Re: [PATCH V2 4/9] PCI/AER: Extend AER error handling to RCECs

From: Jonathan Cameron <Jonathan.Cameron@Huawei.com>
To: Sean V Kelley <sean.v.kelley@intel.com>, <rjw@rjwysocki.net>
Cc: Bjorn Helgaas <helgaas@kernel.org>, <bhelgaas@google.com>,
	<ashok.raj@intel.com>, <tony.luck@intel.com>,
	<sathyanarayanan.kuppuswamy@linux.intel.com>,
	<linux-pci@vger.kernel.org>, <linux-kernel@vger.kernel.org>
Subject: Re: [PATCH V2 4/9] PCI/AER: Extend AER error handling to RCECs
Date: Mon, 10 Aug 2020 10:32:52 +0100	[thread overview]
Message-ID: <20200810103252.00000318@Huawei.com> (raw)
In-Reply-To: <D24FD705-BFE3-4623-AC7B-E53FCDC06EC5@intel.com>

On Fri, 7 Aug 2020 17:55:17 -0700
Sean V Kelley <sean.v.kelley@intel.com> wrote:

> On 7 Aug 2020, at 15:53, Bjorn Helgaas wrote:
> 
> > On Tue, Aug 04, 2020 at 12:40:47PM -0700, Sean V Kelley wrote:  
> >> From: Jonathan Cameron <Jonathan.Cameron@huawei.com>
> >>
> >> Currently the kernel does not handle AER errors for Root Complex 
> >> integrated
> >> End Points (RCiEPs)[0]. These devices sit on a root bus within the 
> >> Root Complex
> >> (RC). AER handling is performed by a Root Complex Event Collector 
> >> (RCEC) [1]
> >> which is a effectively a type of RCiEP on the same root bus.
> >>
> >> For an RCEC (technically not a Bridge), error messages "received" 
> >> from
> >> associated RCiEPs must be enabled for "transmission" in order to 
> >> cause a
> >> System Error via the Root Control register or (when the Advanced 
> >> Error
> >> Reporting Capability is present) reporting via the Root Error Command
> >> register and logging in the Root Error Status register and Error 
> >> Source
> >> Identification register.
> >>
> >> In addition to the defined OS level handling of the reset flow for 
> >> the
> >> associated RCiEPs of an RCEC, it is possible to also have a firmware 
> >> first
> >> model. In that case there is no need to take any actions on the RCEC 
> >> because
> >> the firmware is responsible for them. This is true where APEI [2] is 
> >> used
> >> to report the AER errors via a GHES[v2] HEST entry [3] and relevant
> >> AER CPER record [4] and Firmware First handling is in use.  
> >
> > I don't see anything in the patch that mentions "firmware first." Do
> > we need it in the commit log?  After
> > https://git.kernel.org/linus/708b20003624 ("PCI/AER: Remove
> > HEST/FIRMWARE_FIRST parsing for AER ownership"), I think we no longer
> > know anything about firmware-first in the kernel.

● Listing
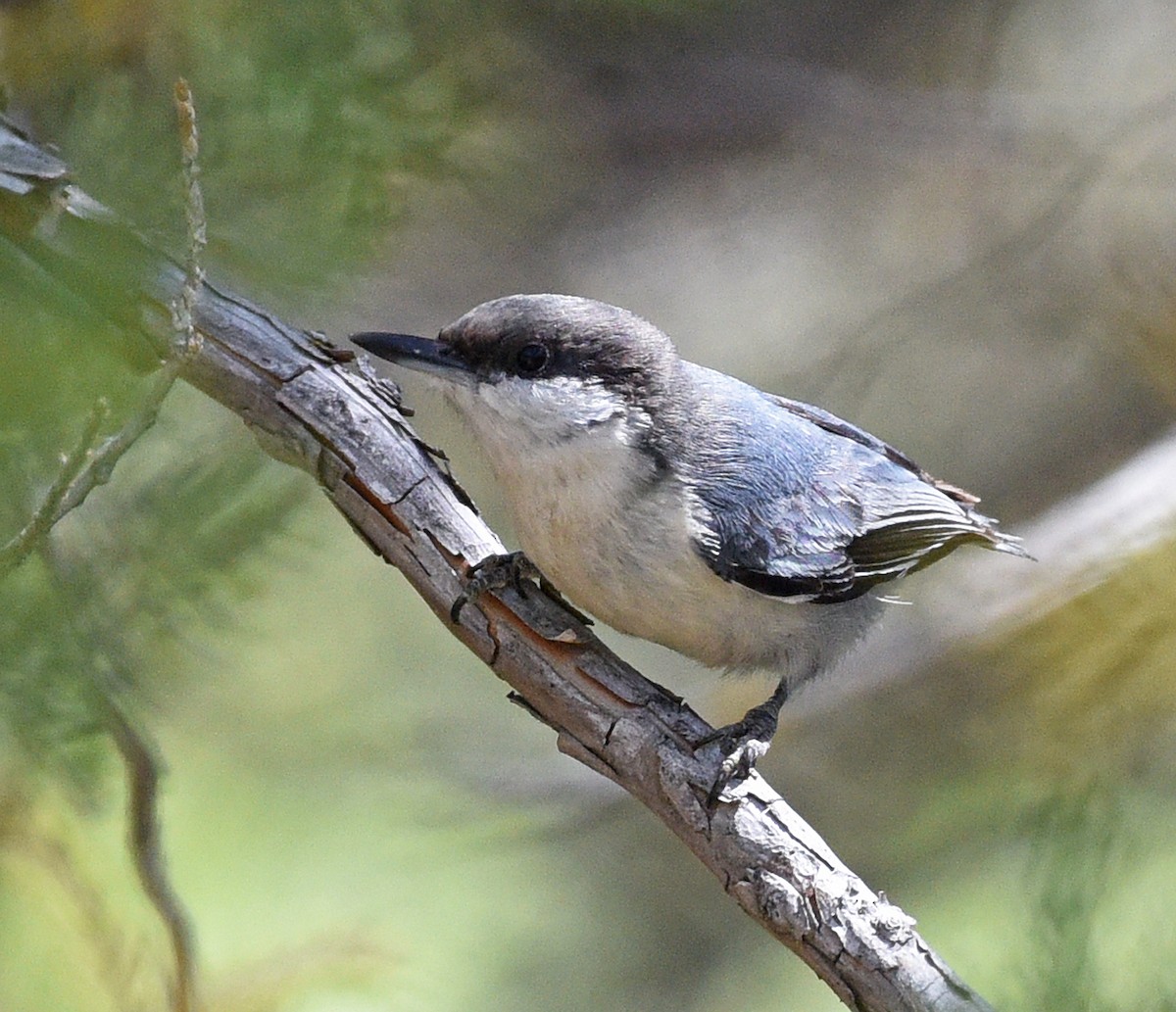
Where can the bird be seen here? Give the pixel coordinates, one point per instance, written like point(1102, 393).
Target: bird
point(683, 506)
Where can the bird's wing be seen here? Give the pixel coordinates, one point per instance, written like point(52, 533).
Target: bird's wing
point(821, 510)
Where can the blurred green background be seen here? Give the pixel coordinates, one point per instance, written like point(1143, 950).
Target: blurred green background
point(952, 223)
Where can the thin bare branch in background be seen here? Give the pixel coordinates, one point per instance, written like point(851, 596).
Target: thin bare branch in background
point(146, 848)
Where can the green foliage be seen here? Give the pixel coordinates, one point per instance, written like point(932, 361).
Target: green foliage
point(321, 110)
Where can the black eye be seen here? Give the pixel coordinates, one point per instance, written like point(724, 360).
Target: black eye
point(530, 359)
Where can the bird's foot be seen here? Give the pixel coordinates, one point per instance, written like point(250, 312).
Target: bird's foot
point(742, 745)
point(500, 571)
point(494, 572)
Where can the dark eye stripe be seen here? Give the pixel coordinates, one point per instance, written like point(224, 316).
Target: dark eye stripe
point(530, 359)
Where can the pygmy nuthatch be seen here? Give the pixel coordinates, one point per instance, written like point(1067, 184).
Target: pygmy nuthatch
point(681, 505)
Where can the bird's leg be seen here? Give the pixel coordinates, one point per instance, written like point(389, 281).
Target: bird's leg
point(494, 572)
point(500, 571)
point(745, 742)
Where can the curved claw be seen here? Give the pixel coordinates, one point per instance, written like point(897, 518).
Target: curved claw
point(494, 572)
point(742, 746)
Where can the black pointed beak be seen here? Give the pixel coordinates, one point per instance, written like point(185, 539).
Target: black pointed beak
point(416, 353)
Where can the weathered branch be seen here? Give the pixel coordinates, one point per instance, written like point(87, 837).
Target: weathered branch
point(313, 410)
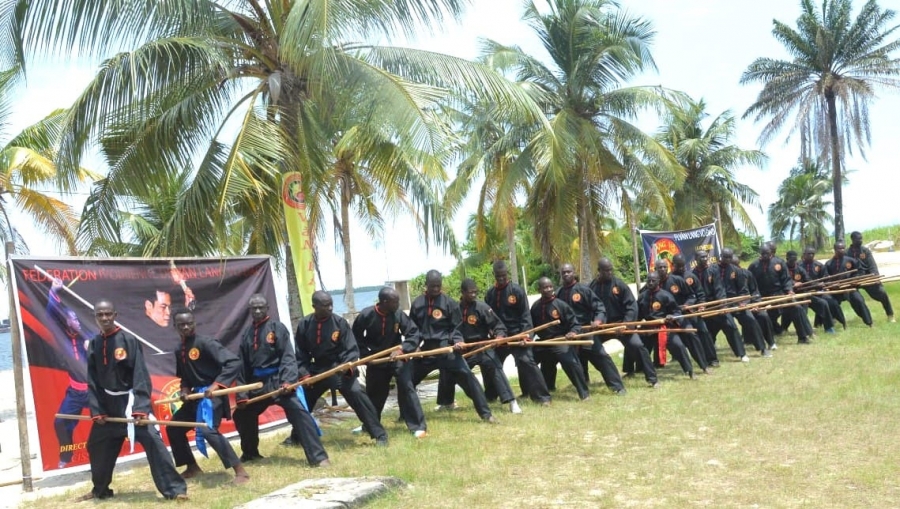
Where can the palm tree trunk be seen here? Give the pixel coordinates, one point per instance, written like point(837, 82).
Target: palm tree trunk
point(836, 176)
point(349, 298)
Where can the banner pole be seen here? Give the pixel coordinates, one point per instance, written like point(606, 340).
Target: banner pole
point(18, 376)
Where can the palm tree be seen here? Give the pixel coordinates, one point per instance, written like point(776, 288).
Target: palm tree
point(709, 161)
point(240, 91)
point(27, 173)
point(592, 154)
point(837, 63)
point(801, 205)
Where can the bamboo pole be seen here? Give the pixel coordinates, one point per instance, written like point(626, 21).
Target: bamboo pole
point(18, 374)
point(215, 394)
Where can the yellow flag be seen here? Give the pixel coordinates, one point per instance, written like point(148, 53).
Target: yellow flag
point(298, 235)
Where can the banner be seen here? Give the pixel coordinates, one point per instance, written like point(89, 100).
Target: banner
point(298, 235)
point(665, 245)
point(55, 306)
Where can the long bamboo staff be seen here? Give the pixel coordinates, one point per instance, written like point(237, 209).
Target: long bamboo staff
point(139, 422)
point(215, 393)
point(512, 338)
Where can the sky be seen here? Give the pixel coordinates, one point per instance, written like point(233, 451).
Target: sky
point(701, 48)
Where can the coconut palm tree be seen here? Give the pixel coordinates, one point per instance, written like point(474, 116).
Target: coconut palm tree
point(837, 63)
point(27, 174)
point(593, 153)
point(240, 91)
point(709, 161)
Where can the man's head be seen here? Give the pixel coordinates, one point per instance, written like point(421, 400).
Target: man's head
point(809, 254)
point(726, 256)
point(388, 300)
point(259, 307)
point(567, 274)
point(159, 308)
point(105, 314)
point(468, 291)
point(434, 282)
point(702, 258)
point(545, 287)
point(184, 322)
point(501, 273)
point(322, 305)
point(662, 268)
point(604, 270)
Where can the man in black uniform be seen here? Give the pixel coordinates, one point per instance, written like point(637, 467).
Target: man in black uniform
point(203, 365)
point(266, 355)
point(868, 266)
point(840, 263)
point(816, 270)
point(510, 304)
point(735, 285)
point(479, 323)
point(119, 386)
point(618, 301)
point(656, 303)
point(714, 290)
point(324, 341)
point(679, 268)
point(378, 328)
point(547, 309)
point(437, 316)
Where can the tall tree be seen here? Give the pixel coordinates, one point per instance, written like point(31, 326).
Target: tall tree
point(240, 92)
point(836, 64)
point(710, 161)
point(593, 152)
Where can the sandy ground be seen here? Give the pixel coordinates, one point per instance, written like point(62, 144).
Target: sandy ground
point(12, 495)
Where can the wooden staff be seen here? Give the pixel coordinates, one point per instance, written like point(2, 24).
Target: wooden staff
point(139, 422)
point(215, 393)
point(511, 338)
point(568, 342)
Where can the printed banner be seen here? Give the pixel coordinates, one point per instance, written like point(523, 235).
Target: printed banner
point(298, 234)
point(55, 305)
point(665, 245)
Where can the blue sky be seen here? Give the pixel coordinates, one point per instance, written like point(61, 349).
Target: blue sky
point(701, 48)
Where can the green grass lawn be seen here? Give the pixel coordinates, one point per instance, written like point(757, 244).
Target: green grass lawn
point(815, 426)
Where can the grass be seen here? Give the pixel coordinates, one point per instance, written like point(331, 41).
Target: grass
point(813, 427)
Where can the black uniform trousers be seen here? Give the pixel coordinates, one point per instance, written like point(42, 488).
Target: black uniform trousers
point(636, 356)
point(181, 450)
point(725, 323)
point(454, 364)
point(355, 397)
point(531, 382)
point(877, 292)
point(378, 385)
point(303, 427)
point(858, 303)
point(105, 442)
point(490, 369)
point(565, 355)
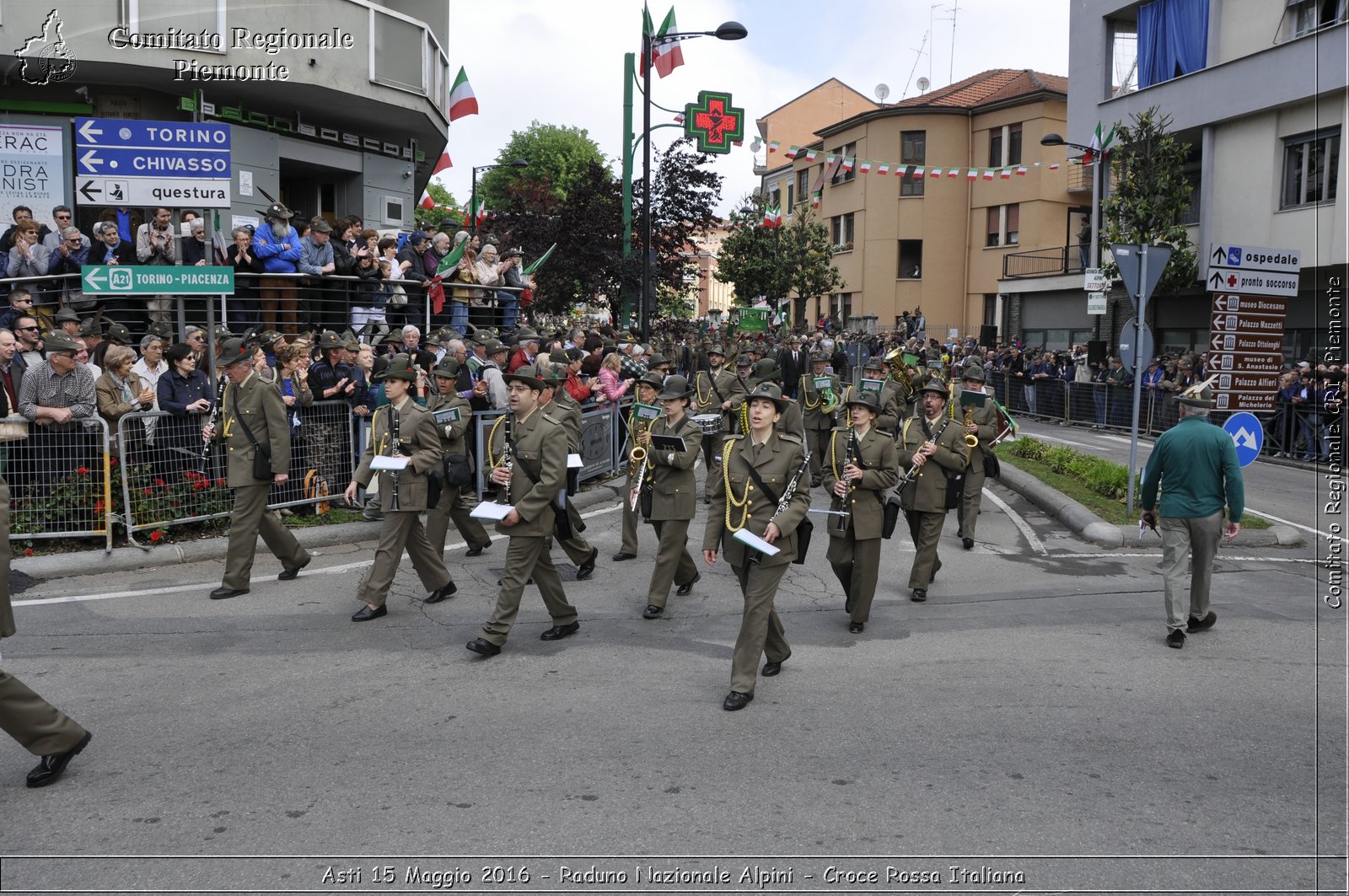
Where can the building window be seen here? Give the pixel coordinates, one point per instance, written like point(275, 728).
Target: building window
point(912, 152)
point(911, 260)
point(842, 233)
point(1004, 226)
point(1310, 168)
point(845, 153)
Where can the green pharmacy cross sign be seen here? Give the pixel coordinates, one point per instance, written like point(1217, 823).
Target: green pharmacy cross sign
point(714, 123)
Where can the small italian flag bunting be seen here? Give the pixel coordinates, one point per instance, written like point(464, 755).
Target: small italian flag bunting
point(462, 100)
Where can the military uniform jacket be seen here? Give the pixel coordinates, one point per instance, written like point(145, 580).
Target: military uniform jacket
point(881, 466)
point(927, 490)
point(258, 405)
point(452, 436)
point(420, 442)
point(539, 440)
point(674, 480)
point(813, 402)
point(779, 459)
point(712, 390)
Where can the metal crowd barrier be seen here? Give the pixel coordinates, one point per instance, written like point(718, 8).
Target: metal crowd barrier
point(60, 480)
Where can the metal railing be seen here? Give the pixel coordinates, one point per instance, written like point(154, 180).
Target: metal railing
point(1047, 262)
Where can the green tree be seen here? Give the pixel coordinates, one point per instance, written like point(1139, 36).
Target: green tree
point(559, 159)
point(445, 208)
point(1151, 196)
point(793, 260)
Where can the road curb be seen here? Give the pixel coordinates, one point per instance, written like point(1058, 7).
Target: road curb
point(84, 563)
point(1101, 534)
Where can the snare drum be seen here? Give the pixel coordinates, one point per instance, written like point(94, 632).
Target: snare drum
point(710, 424)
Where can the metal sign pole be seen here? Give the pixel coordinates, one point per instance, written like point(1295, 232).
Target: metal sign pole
point(1137, 370)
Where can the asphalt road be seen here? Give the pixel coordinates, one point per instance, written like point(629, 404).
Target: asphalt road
point(1027, 721)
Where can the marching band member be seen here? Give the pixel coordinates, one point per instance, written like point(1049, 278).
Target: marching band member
point(532, 469)
point(861, 466)
point(928, 448)
point(647, 390)
point(773, 459)
point(982, 426)
point(401, 429)
point(816, 410)
point(672, 486)
point(712, 393)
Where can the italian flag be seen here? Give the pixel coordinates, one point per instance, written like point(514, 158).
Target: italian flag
point(665, 57)
point(462, 100)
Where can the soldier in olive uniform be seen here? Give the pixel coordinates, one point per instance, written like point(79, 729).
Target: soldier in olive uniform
point(532, 471)
point(930, 442)
point(672, 485)
point(863, 464)
point(454, 505)
point(38, 727)
point(253, 416)
point(417, 442)
point(739, 503)
point(818, 420)
point(985, 427)
point(559, 405)
point(712, 393)
point(647, 390)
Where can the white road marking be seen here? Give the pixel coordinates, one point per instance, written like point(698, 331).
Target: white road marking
point(336, 570)
point(1034, 540)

● Task details
Continue the mailing-list thread on the PCI AER patch, starting right after its last line.

● Response
> 
> I’ll let Jonathan reply here.

This is a terminology question rather about what the distinction
between "Firmware First" vs "non native handling" is.

Note that in ARM world, native handling tends to be referred to as
'kernel first' and firmware based handling as 'firmware first' 
but that isn't that relevant here other than perhaps explaining why I used
this terminology. e.g.
http://connect.linaro.org.s3.amazonaws.com/hkg18/presentations/hkg18-116.pdf
The distinction is who receives the notification of the error from hardware
and hence who sees it 'first' - basically where does the interrupt go?

Anyhow, if we want to avoid confusion here, we can just use the phrase
"non native handling" which I think is unambiguous?

...

> >  
> >> + * including any bridged devices on buses under this bus.
> >> + * Call the provided callback on each device found.
> >> + *
> >> + * If the device provided has no subordinate bus, call the provided
> >> + * callback on the device itself.
> >> + */
> >> +static void pci_walk_dev_affected(struct pci_dev *dev, int 
> >> (*cb)(struct pci_dev *, void *),  
> >
> > I don't understand the "affected" reference in the function name.
> > This doesn't test anything to see whether devices are "affected".
> > Naming is the hardest part of programming :)  
> 
> In earlier discussion, Cameron had suggested pci_walk_aer_affected().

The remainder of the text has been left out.